INPUT ->

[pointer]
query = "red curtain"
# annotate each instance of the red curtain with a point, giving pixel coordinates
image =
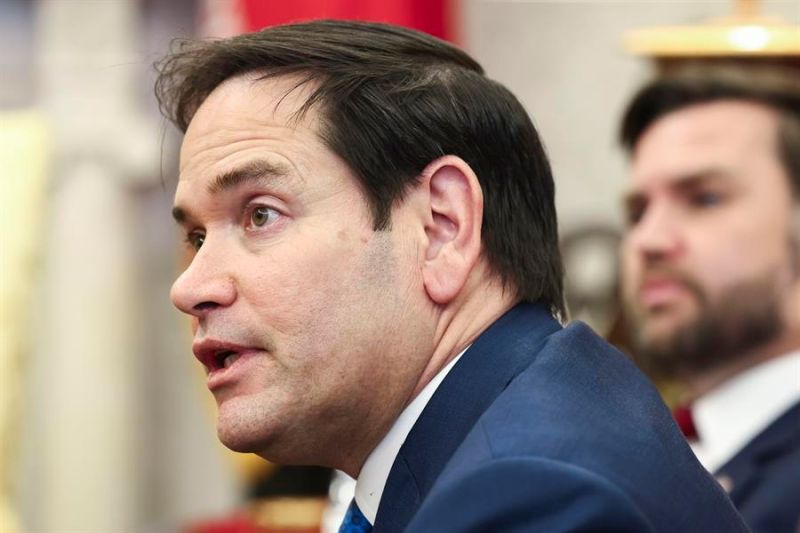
(431, 16)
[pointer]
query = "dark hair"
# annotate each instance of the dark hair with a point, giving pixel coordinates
(392, 100)
(774, 87)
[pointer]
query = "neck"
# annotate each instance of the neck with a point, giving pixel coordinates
(461, 322)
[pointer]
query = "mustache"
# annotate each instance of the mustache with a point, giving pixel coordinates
(673, 274)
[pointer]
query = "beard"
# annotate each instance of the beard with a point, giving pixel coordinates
(724, 331)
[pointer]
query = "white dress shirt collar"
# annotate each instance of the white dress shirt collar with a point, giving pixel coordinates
(730, 416)
(375, 472)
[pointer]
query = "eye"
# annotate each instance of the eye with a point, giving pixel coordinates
(195, 239)
(261, 216)
(706, 199)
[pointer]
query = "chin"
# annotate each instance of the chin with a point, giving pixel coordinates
(243, 433)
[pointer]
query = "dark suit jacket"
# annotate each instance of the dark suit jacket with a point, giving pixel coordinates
(764, 477)
(539, 428)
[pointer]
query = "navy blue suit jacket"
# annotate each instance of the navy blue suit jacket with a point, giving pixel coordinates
(765, 477)
(544, 428)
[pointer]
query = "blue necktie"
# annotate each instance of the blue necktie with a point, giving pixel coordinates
(355, 521)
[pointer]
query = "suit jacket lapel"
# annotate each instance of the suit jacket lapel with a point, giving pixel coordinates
(743, 472)
(486, 368)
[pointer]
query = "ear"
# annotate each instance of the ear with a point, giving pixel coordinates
(453, 228)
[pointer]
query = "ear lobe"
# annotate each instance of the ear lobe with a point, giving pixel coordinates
(454, 227)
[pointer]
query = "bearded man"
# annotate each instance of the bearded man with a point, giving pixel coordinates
(711, 272)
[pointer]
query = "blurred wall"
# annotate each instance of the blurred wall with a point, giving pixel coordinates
(565, 61)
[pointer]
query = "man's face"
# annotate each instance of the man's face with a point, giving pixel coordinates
(313, 326)
(707, 259)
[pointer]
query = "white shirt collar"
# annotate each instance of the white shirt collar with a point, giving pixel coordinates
(730, 416)
(375, 472)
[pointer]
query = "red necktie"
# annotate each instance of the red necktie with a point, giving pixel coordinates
(683, 416)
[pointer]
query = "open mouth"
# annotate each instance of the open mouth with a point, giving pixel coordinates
(224, 359)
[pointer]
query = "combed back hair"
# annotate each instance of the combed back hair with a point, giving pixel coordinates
(390, 101)
(775, 87)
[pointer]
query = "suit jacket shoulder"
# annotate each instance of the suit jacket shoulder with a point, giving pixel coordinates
(764, 477)
(551, 429)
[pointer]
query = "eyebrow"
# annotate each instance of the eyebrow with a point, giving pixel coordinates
(256, 170)
(686, 183)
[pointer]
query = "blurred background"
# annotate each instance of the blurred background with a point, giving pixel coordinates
(105, 422)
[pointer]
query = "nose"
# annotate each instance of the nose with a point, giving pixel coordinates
(657, 236)
(205, 285)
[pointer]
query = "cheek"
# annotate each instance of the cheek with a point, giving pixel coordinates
(736, 254)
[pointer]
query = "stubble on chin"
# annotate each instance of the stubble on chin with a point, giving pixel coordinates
(719, 333)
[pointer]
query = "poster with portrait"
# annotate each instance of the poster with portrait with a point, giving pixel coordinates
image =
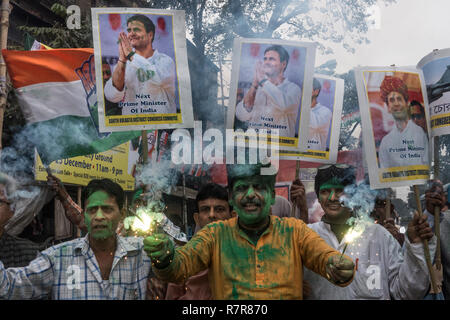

TASK -> Using the listing above, show every line that includes the string "poster".

YOUR RESPONSE ->
query = "poster with portrait"
# annotate each instance of the poster with portrait with a point, giving pixel coordinates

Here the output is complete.